- _Items from a data source_

[BEGIN]

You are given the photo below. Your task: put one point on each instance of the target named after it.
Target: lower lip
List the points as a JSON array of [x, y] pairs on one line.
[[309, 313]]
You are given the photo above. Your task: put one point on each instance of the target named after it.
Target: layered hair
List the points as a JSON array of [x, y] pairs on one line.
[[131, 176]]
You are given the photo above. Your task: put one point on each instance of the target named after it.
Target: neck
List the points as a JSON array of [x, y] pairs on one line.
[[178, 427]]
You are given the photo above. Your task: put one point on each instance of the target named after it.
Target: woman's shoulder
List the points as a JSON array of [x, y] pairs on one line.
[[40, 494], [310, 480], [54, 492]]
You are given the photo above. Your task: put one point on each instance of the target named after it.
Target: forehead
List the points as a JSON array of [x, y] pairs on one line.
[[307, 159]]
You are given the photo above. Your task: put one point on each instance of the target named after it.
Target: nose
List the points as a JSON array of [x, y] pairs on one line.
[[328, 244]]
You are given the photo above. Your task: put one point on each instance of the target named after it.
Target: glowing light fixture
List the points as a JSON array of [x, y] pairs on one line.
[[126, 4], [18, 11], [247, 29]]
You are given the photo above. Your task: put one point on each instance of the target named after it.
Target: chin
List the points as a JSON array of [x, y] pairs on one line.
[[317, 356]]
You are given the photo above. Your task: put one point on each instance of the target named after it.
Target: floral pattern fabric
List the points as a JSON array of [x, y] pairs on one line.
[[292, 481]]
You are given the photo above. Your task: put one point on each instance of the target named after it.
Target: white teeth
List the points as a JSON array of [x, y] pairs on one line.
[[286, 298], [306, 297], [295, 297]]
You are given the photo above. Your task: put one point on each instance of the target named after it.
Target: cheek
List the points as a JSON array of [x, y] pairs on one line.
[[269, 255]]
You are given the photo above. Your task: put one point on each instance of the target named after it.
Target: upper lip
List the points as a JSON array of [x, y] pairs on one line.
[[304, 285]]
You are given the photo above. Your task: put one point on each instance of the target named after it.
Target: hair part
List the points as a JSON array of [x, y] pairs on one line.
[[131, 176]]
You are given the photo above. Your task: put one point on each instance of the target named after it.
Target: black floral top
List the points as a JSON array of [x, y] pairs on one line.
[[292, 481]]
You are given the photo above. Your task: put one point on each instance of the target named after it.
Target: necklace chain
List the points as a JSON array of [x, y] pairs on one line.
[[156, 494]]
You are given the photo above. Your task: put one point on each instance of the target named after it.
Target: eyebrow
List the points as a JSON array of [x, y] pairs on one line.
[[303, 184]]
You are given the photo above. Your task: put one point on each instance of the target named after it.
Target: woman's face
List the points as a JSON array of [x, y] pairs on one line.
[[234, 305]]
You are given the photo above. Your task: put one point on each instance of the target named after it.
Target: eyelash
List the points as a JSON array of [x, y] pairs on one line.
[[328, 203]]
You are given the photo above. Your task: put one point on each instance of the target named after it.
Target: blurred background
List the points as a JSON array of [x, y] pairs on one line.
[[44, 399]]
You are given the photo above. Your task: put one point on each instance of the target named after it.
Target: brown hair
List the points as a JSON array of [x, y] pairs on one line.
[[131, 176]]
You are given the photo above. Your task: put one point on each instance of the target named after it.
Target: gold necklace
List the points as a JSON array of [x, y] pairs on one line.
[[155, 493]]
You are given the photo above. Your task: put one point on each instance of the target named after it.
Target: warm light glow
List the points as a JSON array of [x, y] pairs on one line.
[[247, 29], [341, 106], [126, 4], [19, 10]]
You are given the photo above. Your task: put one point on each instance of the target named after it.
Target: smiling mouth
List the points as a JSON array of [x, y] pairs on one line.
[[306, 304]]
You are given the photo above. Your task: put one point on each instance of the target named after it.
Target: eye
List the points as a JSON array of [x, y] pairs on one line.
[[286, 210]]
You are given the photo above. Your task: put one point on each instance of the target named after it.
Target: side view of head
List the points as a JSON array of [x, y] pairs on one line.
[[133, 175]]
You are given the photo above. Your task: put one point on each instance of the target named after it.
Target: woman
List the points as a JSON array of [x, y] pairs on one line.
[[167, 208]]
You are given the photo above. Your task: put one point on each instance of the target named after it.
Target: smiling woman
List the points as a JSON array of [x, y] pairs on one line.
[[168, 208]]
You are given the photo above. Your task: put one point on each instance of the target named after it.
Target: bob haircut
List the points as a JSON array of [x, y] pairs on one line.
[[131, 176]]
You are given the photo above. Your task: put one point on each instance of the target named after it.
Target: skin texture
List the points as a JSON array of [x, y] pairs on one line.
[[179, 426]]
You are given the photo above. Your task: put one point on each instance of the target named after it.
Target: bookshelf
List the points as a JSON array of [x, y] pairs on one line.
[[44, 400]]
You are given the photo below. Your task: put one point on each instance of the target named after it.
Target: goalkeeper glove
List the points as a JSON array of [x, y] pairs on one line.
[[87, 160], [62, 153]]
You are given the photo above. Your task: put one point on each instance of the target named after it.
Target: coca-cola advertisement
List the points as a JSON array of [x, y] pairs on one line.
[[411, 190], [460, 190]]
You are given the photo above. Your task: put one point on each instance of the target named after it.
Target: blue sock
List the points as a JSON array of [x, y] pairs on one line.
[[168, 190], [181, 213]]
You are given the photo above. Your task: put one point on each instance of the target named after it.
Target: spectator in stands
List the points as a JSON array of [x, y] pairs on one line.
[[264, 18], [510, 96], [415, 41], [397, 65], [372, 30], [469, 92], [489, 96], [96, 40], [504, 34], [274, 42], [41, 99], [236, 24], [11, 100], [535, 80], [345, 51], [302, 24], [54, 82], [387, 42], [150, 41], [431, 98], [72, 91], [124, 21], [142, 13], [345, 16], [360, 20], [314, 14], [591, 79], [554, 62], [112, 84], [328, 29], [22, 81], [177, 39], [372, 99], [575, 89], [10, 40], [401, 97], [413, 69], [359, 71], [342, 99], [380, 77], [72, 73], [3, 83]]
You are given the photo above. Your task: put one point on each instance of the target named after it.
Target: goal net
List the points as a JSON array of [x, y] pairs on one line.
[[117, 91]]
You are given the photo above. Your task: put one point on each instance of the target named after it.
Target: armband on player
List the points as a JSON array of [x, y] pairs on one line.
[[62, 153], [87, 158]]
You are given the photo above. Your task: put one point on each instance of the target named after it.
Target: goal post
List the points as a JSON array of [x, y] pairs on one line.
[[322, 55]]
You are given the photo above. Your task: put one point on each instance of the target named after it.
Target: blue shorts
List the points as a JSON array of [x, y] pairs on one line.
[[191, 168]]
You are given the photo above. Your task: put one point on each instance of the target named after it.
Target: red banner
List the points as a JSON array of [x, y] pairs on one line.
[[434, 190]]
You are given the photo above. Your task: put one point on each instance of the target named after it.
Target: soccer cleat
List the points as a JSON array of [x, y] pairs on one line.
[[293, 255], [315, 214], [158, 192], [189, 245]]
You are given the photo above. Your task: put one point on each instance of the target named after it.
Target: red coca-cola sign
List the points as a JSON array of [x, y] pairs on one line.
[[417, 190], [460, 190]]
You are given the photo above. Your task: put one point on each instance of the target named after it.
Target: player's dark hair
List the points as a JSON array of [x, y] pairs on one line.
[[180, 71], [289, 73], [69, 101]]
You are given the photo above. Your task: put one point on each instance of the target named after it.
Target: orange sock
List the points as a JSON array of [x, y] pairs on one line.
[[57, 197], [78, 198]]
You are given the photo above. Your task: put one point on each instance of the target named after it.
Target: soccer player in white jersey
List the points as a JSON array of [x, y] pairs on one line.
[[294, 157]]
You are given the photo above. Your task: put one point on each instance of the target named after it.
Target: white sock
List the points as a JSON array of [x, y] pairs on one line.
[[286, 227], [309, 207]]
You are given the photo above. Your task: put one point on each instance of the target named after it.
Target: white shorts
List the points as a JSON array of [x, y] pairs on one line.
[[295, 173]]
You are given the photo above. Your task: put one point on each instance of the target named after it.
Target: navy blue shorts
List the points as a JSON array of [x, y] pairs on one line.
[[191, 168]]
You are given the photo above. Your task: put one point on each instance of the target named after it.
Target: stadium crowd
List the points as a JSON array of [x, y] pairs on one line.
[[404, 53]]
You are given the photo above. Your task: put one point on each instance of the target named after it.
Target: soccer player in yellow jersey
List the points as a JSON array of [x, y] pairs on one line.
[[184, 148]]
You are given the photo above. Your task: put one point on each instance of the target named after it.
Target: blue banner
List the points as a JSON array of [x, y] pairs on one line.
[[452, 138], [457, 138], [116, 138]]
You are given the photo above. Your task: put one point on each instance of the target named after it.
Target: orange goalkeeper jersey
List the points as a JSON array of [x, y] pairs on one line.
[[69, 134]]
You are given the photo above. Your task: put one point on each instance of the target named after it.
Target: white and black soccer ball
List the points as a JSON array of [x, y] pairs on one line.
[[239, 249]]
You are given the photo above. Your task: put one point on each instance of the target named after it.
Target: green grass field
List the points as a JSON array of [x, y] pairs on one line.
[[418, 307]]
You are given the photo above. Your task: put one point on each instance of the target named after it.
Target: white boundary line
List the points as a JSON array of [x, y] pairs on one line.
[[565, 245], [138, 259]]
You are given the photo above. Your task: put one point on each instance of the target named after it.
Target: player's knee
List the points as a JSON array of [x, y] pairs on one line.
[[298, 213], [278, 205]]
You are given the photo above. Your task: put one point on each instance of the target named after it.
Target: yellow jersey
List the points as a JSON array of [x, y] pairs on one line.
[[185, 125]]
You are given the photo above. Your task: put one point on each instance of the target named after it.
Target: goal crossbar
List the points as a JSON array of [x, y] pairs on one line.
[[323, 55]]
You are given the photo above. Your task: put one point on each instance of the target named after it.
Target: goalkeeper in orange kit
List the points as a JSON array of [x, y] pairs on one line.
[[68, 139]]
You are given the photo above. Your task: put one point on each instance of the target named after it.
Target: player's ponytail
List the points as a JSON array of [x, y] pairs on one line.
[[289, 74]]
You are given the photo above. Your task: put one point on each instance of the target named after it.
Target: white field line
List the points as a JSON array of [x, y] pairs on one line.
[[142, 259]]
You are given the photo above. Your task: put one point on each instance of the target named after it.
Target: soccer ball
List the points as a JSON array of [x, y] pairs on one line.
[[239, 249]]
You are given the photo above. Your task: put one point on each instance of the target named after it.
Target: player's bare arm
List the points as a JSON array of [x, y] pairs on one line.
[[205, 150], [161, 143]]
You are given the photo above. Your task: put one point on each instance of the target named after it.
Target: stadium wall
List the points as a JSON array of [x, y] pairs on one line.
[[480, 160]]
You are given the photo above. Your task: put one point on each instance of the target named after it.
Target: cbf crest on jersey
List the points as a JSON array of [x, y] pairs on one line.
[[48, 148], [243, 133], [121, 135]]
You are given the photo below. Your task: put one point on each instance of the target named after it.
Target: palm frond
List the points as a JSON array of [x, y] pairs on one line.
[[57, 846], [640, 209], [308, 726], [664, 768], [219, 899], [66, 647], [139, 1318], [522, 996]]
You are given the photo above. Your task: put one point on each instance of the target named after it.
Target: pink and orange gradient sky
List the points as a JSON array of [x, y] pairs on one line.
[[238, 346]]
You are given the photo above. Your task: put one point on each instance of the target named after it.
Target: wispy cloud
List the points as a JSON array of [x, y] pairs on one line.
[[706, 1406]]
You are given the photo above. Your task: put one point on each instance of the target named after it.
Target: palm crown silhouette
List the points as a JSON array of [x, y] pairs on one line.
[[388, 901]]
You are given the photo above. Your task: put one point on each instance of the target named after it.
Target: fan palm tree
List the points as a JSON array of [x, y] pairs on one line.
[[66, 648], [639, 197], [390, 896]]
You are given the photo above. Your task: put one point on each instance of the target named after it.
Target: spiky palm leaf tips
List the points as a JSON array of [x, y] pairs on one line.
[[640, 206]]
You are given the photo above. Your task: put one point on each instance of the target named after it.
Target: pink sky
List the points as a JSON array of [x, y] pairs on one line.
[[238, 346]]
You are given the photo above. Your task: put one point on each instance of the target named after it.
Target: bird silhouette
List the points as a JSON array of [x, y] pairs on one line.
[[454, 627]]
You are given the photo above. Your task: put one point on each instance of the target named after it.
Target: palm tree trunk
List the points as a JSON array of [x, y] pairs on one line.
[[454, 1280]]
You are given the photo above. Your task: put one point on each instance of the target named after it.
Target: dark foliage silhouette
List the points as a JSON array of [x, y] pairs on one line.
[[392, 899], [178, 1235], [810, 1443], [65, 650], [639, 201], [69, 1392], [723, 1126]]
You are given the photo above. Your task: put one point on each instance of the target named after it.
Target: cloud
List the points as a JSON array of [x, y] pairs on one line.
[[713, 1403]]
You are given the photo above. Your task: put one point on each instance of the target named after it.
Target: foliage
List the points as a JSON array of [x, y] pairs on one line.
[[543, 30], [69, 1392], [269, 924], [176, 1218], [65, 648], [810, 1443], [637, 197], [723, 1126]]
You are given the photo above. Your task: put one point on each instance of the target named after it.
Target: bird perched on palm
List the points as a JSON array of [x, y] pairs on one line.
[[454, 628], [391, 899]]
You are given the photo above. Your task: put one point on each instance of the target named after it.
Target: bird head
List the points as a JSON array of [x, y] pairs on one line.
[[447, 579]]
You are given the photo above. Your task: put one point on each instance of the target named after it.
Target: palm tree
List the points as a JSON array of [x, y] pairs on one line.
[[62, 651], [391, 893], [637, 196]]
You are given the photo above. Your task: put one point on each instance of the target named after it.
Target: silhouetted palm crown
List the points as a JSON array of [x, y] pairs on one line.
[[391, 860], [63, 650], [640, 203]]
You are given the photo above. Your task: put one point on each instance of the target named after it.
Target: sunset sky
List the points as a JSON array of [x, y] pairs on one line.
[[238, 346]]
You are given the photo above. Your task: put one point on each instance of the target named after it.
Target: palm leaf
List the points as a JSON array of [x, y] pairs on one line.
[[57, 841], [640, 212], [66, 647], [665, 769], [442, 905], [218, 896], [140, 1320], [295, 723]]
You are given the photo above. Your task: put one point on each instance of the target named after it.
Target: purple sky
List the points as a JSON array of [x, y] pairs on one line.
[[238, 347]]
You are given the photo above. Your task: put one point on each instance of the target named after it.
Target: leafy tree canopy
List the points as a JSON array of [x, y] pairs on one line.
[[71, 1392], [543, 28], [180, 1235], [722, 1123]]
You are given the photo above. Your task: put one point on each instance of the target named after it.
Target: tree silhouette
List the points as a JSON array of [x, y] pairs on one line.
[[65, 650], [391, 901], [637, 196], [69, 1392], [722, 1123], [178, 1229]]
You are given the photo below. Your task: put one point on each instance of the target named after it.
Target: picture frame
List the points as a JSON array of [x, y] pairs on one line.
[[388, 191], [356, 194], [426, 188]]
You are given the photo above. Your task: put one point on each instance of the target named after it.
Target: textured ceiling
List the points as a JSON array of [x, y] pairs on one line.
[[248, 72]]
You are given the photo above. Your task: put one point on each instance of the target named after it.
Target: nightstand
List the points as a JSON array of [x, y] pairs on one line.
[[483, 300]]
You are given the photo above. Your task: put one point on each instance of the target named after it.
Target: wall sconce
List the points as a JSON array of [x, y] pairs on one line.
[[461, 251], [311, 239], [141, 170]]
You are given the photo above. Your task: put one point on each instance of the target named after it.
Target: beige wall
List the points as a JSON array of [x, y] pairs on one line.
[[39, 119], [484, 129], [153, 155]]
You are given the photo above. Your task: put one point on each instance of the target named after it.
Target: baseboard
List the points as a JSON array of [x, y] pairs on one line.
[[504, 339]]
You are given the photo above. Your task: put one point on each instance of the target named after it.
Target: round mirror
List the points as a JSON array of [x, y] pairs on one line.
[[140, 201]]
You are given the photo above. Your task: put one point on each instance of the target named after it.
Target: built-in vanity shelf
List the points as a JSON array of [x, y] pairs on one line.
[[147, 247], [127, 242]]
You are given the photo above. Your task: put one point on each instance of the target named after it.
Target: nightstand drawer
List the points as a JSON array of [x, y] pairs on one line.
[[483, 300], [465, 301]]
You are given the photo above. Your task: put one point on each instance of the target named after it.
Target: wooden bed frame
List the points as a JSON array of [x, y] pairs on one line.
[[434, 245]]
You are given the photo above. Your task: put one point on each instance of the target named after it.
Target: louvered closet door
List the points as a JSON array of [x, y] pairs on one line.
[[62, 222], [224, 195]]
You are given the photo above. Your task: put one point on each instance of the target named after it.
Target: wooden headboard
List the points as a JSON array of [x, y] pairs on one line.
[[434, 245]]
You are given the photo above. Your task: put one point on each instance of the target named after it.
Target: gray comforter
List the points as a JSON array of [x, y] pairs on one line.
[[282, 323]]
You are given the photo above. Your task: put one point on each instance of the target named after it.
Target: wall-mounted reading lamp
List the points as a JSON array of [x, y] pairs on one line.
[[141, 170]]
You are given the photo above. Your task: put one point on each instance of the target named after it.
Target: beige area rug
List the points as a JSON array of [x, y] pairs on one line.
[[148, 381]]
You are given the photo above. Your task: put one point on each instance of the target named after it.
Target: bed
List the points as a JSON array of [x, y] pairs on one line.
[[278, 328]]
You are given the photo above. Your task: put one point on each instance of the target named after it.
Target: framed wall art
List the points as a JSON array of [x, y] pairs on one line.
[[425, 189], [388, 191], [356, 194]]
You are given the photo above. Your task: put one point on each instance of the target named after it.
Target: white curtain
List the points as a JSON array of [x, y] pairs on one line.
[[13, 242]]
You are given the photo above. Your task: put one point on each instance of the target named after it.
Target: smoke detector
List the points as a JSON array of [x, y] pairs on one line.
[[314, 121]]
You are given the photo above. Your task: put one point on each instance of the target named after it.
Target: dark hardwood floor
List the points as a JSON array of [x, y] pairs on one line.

[END]

- _What this task involves_
Replace "lower lip" with "upper lip" in the lines running from the start of the items up to and including the line with "[[309, 313]]". Give those lines again with nothing else changed.

- _Output of the task_
You are given the photo below. Your task: put one point on each instance of the target named after it.
Target: upper lip
List the points as a JSON array of [x, y] pairs on one line.
[[309, 313]]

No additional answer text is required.